─── ARTICLE ───
• Kubernautic Data Platform base components

    Introduction

    Every digital transformation needs a data platform to transform data and master the challenges of Data Operations referred as DataOps to bring Data, Apps and Processes made by humans and machines together.

    To make data accessible in real time to the right data scientists by decoupling business decisions from the underlying infrastructure, organizations need to remove bottlenecks from their data projects by implementing a Data Platform based on the best DataOps practices.

    DataOps Defined

    According to Wikipedia DataOps was first introduced by Lenny Liebmann, Contributing Editor, InformationWeek, in a blog post on the IBM Big Data & Analytics Hub titled “3 reasons why DataOps is essential for big data success” on June 19, 2014.

    DataOps is an automated, process-oriented methodology, used by analytic and data teams, to improve the quality and reduce the cycle time of data analytics. While DataOps began as a set of best practices, it has now matured to become a new and independent approach to data analytics.

    DataOps Re-Defined

    Eckerson Group re-defines DataOps as follow, which we like so much:

    “DataOps is an engineering methodology and set of practices designed for rapid, reliable, and repeatable delivery of production-ready data and operations-ready analytics and data science models. DataOps enhances an advanced governance through engineering disciplines that support versioning of data, data transformations, data lineage, and analytic models. DataOps supports business operational agility with the ability to meet new and changing data and analysis needs quickly. It also supports portability and technical operations agility with the ability to rapidly redeploy data pipelines and analytic models across multiple platforms in on-premises, cloud, multi-cloud, and hybrid ecosystems.” [1]

    Take it easy: DataOps combines Agile development, DevOps and statistical process controls and applies them to data analytics, but needs a well designed Data Platform!

    What is a Data Platform?

    We define a Data Platform as the infrastructure with a minimal set, easy to extend base components to successfully deliver data-driven business outcomes with increased productivity and improved collaboration between data engineers, data and security operators through a governed Self-service operation with the highest possible automation.

    That said, we believe a governed Self-service operation and automation is key to the success of most DataOps initiatives and needs a Platform to build Platforms. With Kubernautic Platform we made it happen to build a Data Platform based on Kubernetes, which is a Platform to build Platforms.

    Kubernautic Data Platform: DataOps Orchestration on Kubernetes

    Kubernautic Data Platform provides a cloud-native infrastructure with the base components as the foundation to run DataOps initiatives on Kubernetes through orchestration in a Self-service manner without the need to operate the platform on top of our Kubernautic offering.
───
## GIVEN TASK 1
Set down everything in the Kubernautic Data Platform page from "DataOps Defined" down to "to data analytics.", word for word.
## GIVEN TASK 2
According to the Kubernautic Data Platform page, who first introduced DataOps?
## GIVEN TASK 3
Carry the Kubernautic Data Platform page forward from its last sentence.
The listing has no connection to the Kubernautic Data Platform page.
─── DATA SEGMENT ───
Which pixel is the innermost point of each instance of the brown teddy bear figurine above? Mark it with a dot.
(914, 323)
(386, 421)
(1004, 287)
───
## TASK ANSWER 1
DataOps Defined

    According to Wikipedia DataOps was first introduced by Lenny Liebmann, Contributing Editor, InformationWeek, in a blog post on the IBM Big Data & Analytics Hub titled “3 reasons why DataOps is essential for big data success” on June 19, 2014.

    DataOps is an automated, process-oriented methodology, used by analytic and data teams, to improve the quality and reduce the cycle time of data analytics. While DataOps began as a set of best practices, it has now matured to become a new and independent approach to data analytics.

## TASK ANSWER 2
Lenny Liebmann, Contributing Editor at InformationWeek.

## TASK ANSWER 3
    Kubernautic Data Platform is designed to enable data scientists to deploy, implement and run their data analytic pipelines built on top of Apache Kafka, Cassandra, MQTT implementations, Spark and Flink with Jupyter notebooks to achieve the following goals:

    • Gather and manage data in one secure place
    • Build and share interactive dashboards
    • Reduce time spent on errors and operational tasks
    • Accelerate productivity through team collaboration
    • Orchestrate your development and production pipelines for re-usability and security
    • Unlock the full potential of DataOps without the need to operate the platform
    • Create innovative data analytics and deliver intelligent business value

    DataOps Needs a Culture made by People to build the Data Factory

    Like DevOps, DataOps is mainly a principle to create and develop a strategy in your organisation to overcome the cultural obstacles to achieve higher agility by development and delivery of enterprise grade data pipelines to turn data into value through automation and the right processes and product design made by people to build the Data Factory!

    Kubernautic Data Platform: The DataOps Data Factory

    These days machines are assembled mostly by machines designed by people and complex processes in a data-driven world to deliver products in factories.

    The following quote from Elon Musk describes the true problem and the solution to thinking of the Factory like a product.

    “We realised that the true problem, the true difficulty, and where the greatest potential is — is building the machine that makes the machine. In other words, it’s building the factory. I’m really thinking of the factory like a product.” Elon Musk

    With Kubernautic Data Platform we deliver a highly automated system to build a Data Factory for DataOps to build enterprise grade data-driven products and services on top of our Kubernautic Platform.

    Some base components of Kubernautic Data Platform — which mainly provides the persistent layer of the platform — are presented through the following figure:

    Automation and Self-service at the heart of Kubernautic Data Platform

    Like our Kubernautic public offering, where developers can get instant access for free to Spot Namespaces on Kubernetes or B2B customers within minutes to a dedicated Kubernetes cluster managed by Rancher Cluster Manager, Kuberbautic Data Platform provides the same agile experience to access the Data Factory for data pipeline and model orchestration, test and deployment automation for data pipelines and analytic models to make decisions faster with high quality data governed across a range of users, use cases, architectures and deployment options.

    According to Gartner’s Survey Analysis in March 2020 titled as “Data Management Struggles to Balance Innovation and Control” [2], only 22% of a data team’s time is spent on new initiatives and innovation.

    The Self-service capability of our Data Platform allows DevOps teams to provision Kubernetes clusters with DataOps base components within a few hours, not days or weeks waiting for IT operation teams to set-up the environment to explore, blend, enrich and visualize data. And exactly this Self-service capability of Kubernautic Data Platform boosts innovation by your DataOps projects.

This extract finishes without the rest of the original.